■ TRECHO CITADO

^^^^^^^^^^^^^^^^

Considerações sobre o julgamento do STF a respeito do Direito ao Esquecimento

27/02/2021

O STF julgou o caso da Aída Curi sobre Direito ao Esquecimento. Antes de adentrarmos aos argumentos, fundamentos e divergências que permearam os votos dos Ministros, vale a lembrança sobre o que se trata o caso Aída Curi, bem como o entendimento do que seria esse tal de Direito de Esquecimento ou Direito de ser esquecido.

O caso é relativo à ação proposta pelos irmãos de Aída Curi contra a TV Globo, após o programa “Linha Direta” retratar o crime, quase 50 anos após seu acontecimento. O crime em questão faz parte da história do bairro de Copacabana-RJ e do Brasil, por sua crueldade. Aída Curi foi vítima de estupro grupal e posteriormente arremessada do 12º andar de um prédio, em 1958.

A ação pleiteava a indenização em decorrência dos danos causados aos parentes da vítima pela exibição do programa, uma vez que queriam deixar no passado fato tão doloroso sobre suas vidas. O processo chegou até o STJ, no qual o Ministro Relator Luís Felipe Salomão decidiu não ser possível retratar o caso Aída Curi sem que a vítima fosse mencionada, julgando assim improcedente o pedido (negou provimento ao Recurso).

Ao longo dos últimos anos, o Direito ao Esquecimento ganhou uma grande elasticidade conceitual, sendo utilizado para as mais diversas situações, sobretudo como uma consequência da hiper exposição, um dos reflexos da sociedade da informação. Nos diversos casos julgados ao redor do mundo, e que marcaram de algum modo a construção desse direito de ser esquecido, encontram-se decisões que entenderam ora pelo direito de eliminação/apagamento de dados, ora pela desindexação de um nome dos motores de busca, ora pela desvinculação de adjetivos ligados ao nome de alguém nos motores de busca e ora para impedir a vinculação de notícias verídicas que faziam parte do passado de alguém.

^^^^^^^^^^^^^^^^

■ OBJETIVO
Reproduza, do texto sobre o direito ao esquecimento, o trecho que começa em "Considerações sobre o" e termina em "prédio, em 1958.". As linhas abaixo têm origem em outra fonte.

^^^^^^^^^^^^^^^^

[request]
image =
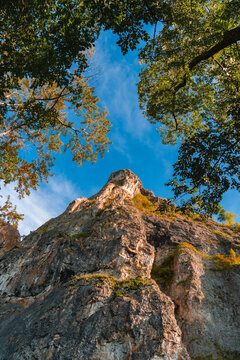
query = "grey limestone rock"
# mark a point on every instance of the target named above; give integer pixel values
(114, 278)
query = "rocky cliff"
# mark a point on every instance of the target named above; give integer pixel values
(122, 275)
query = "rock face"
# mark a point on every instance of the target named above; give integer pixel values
(121, 276)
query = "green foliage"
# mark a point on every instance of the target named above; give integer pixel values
(189, 86)
(226, 262)
(143, 203)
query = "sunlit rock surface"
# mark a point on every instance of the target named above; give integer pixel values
(118, 277)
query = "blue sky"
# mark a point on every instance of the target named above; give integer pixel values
(136, 146)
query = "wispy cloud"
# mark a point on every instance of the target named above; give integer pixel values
(48, 201)
(117, 85)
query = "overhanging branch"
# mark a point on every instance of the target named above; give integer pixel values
(230, 37)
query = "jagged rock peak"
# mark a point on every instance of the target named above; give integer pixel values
(127, 180)
(119, 276)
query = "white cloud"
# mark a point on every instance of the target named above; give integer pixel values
(117, 85)
(50, 200)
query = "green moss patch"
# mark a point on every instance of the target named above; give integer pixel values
(119, 287)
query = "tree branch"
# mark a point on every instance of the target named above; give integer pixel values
(230, 37)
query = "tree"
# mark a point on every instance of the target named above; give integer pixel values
(44, 51)
(190, 87)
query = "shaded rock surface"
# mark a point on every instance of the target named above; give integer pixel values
(114, 277)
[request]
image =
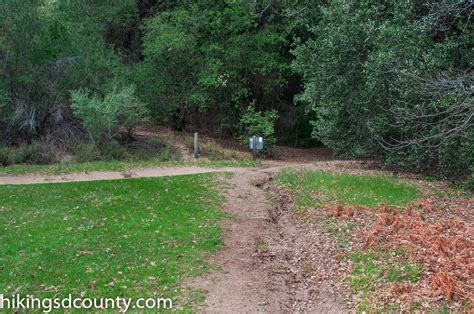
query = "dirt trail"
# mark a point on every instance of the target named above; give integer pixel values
(111, 175)
(271, 262)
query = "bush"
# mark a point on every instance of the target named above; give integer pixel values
(85, 152)
(260, 124)
(102, 117)
(113, 150)
(35, 153)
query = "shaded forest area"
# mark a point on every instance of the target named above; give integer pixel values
(386, 79)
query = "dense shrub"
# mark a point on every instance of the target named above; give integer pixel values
(85, 152)
(102, 117)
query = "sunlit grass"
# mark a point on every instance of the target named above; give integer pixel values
(75, 167)
(130, 238)
(314, 188)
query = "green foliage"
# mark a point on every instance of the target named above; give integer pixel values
(34, 153)
(259, 124)
(103, 117)
(381, 77)
(211, 58)
(85, 152)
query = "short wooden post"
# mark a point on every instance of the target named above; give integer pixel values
(254, 147)
(196, 145)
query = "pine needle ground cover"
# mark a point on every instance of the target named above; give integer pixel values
(131, 238)
(403, 250)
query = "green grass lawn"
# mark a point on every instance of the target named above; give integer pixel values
(130, 238)
(115, 165)
(314, 188)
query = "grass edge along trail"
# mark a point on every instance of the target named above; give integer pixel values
(317, 190)
(74, 167)
(131, 238)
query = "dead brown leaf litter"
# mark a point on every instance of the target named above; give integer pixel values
(436, 234)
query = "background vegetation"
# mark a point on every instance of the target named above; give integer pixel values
(390, 79)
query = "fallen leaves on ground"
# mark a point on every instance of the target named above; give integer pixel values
(436, 234)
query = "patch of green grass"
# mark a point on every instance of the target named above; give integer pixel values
(314, 188)
(131, 238)
(115, 165)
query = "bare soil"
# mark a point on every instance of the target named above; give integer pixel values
(271, 262)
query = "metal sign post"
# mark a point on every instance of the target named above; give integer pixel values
(254, 147)
(196, 145)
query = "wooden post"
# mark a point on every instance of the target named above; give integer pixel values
(254, 147)
(196, 145)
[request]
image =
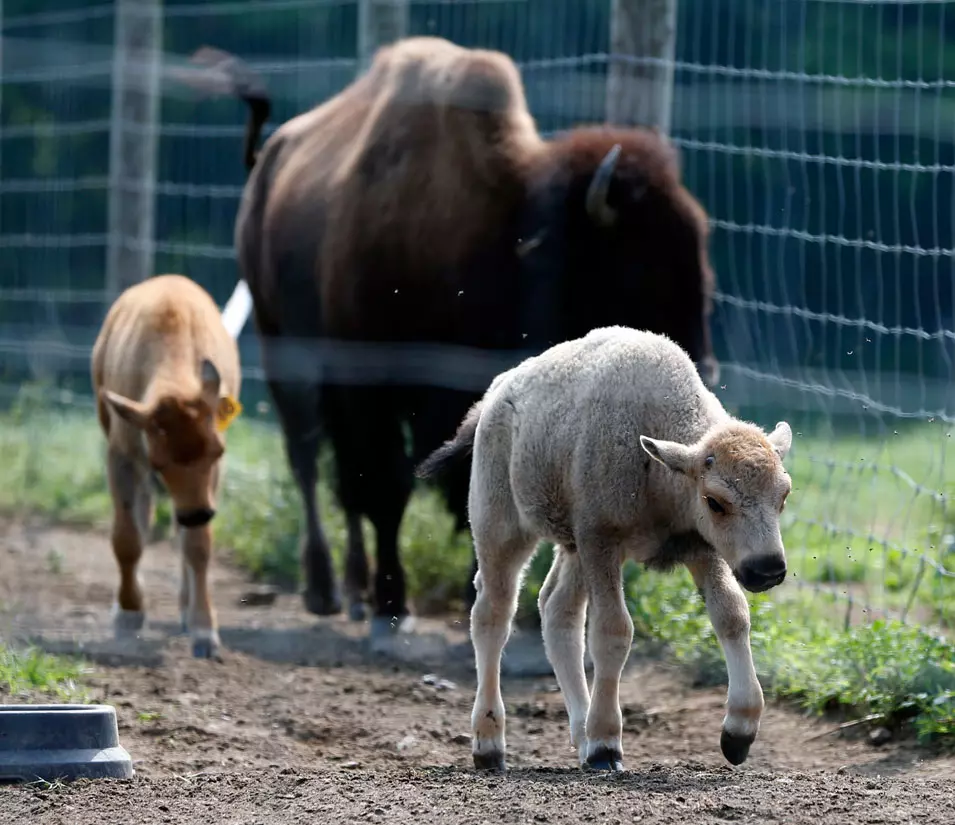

^^^^^^^^^^^^^^^^

■ RESPOSTA
Considerações sobre o julgamento do STF a respeito do Direito ao Esquecimento

27/02/2021

O STF julgou o caso da Aída Curi sobre Direito ao Esquecimento. Antes de adentrarmos aos argumentos, fundamentos e divergências que permearam os votos dos Ministros, vale a lembrança sobre o que se trata o caso Aída Curi, bem como o entendimento do que seria esse tal de Direito de Esquecimento ou Direito de ser esquecido.

O caso é relativo à ação proposta pelos irmãos de Aída Curi contra a TV Globo, após o programa “Linha Direta” retratar o crime, quase 50 anos após seu acontecimento. O crime em questão faz parte da história do bairro de Copacabana-RJ e do Brasil, por sua crueldade. Aída Curi foi vítima de estupro grupal e posteriormente arremessada do 12º andar de um prédio, em 1958.